[Start Supplied passage]

Exhausted States
Concluding their three-part exchange for Mute, artist Alfredo Jaar and philosopher Simon Critchley contemplate how to keep on, artistically and politically, in the face of the spectacular violence that washed-up liberal democracy meets with daily indifference. This exchange was convened by David Morris
The conversation continues from where it left off last time, with Simon Critchley reflecting on the idea of the ‘supreme fiction', ‘a fiction in which we can believe':
...the question of the supreme fiction might be linked back to forms of political association that have been figured in the last months in all their hopeful, resistant complexity. I see the question of radical politics as also animated by the question of the supreme fiction. Forgive me if I'm not clear, I'm still figuring out what I think as I write.
Alfredo Jaar, 18 April 2011:
I forgive you, dear Simon, as I suffer the same problem, in a much more acute way than you do, I am certain. In your book on Wallace Stevens you asked us to ‘overcome epistemology', and you called epistemology the central area of philosophy. Not only do I agree with you but I think it is also a fundamental area of art, perhaps one of the central problems we face in our practice as artists. Because I believe that art is communication, communication requires a language, and language requires a vocabulary. Artists are limited not by imagination, which can be infinite, but by language, which is finite. That supreme fiction you are talking about is a product both of the imagination and the capacity of language to articulate it, to allow it to exist. And in my view, that supreme fiction, in order to work, requires imperatively a new language. As I believe our daily language is corrupted, disassociated from the truth. It was Blake who suggested that in order not to be enslaved by another man's system we must create our own system. I became an artist because I believed that in the realm of art I could create my own system, invent my own language. Create a new vocabulary of truth. Of course I have failed, miserably, but I have tried hard. I was condemned to fail, I am afraid. What is the truth of a genocide that claimed a million lives in Rwanda? What is the truth of the criminal indifference of the so-called world community? Is there an existing vocabulary to express that?

[End Supplied passage]
[Start Data extract]

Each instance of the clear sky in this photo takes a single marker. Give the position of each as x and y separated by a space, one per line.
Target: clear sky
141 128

[End Data extract]

▸ **Aim A**
In the Jaar–Critchley exchange, what does Jaar say limits artists, since imagination can be infinite?
▸ **Aim B**
Output verbatim the stretch of the Jaar–Critchley exchange from "Exhausted States" through "as I write.".
▸ **Aim C**
Write the next part of the Jaar–Critchley exchange on art and politics, picking up after its final sentence.

▸ **Exercise response A**
Language, which is finite.

▸ **Exercise response B**
Exhausted States
Concluding their three-part exchange for Mute, artist Alfredo Jaar and philosopher Simon Critchley contemplate how to keep on, artistically and politically, in the face of the spectacular violence that washed-up liberal democracy meets with daily indifference. This exchange was convened by David Morris
The conversation continues from where it left off last time, with Simon Critchley reflecting on the idea of the ‘supreme fiction', ‘a fiction in which we can believe':
...the question of the supreme fiction might be linked back to forms of political association that have been figured in the last months in all their hopeful, resistant complexity. I see the question of radical politics as also animated by the question of the supreme fiction. Forgive me if I'm not clear, I'm still figuring out what I think as I write.

▸ **Exercise response C**
Image: Cover of Alfredo Jaar's Let There be Light: The Rwanda Project: 1994-1998
That is perhaps why I find refuge in poetry, from Ungaretti to Pasolini, from Cioran to Akhmatova, to name just a few.
This is Anna Akhmatova in Requiem:
So much to do today:
kill memory, kill pain,
turn heart into a stone,
and yet prepare to live again.
Earlier in that poem, she tells the story of spending 17 months in the visitors' waiting line of the Leningrad prison. One day a woman whispered into her ear: ‘And can you describe this?', ‘Yes, I can,' she answered. Well, we can and we must. However difficult it is. And it is difficult.
When you see the question of radical politics as also animated by the question of the supreme fiction, I could not agree more. It is precisely in the depressing lack of imagination that radical politics have failed us. And continue to fail us to this day, at least here, in this country. It is perhaps the reason why we have been swept away by the events in the Middle East, because we simply could not have imagined it using our existing political language. Because our generation has not been able to affect change the way it is happening now in Egypt or Tunisia or Libya. Even when faced with conditions infinitely less demanding than theirs. What do we call this failure?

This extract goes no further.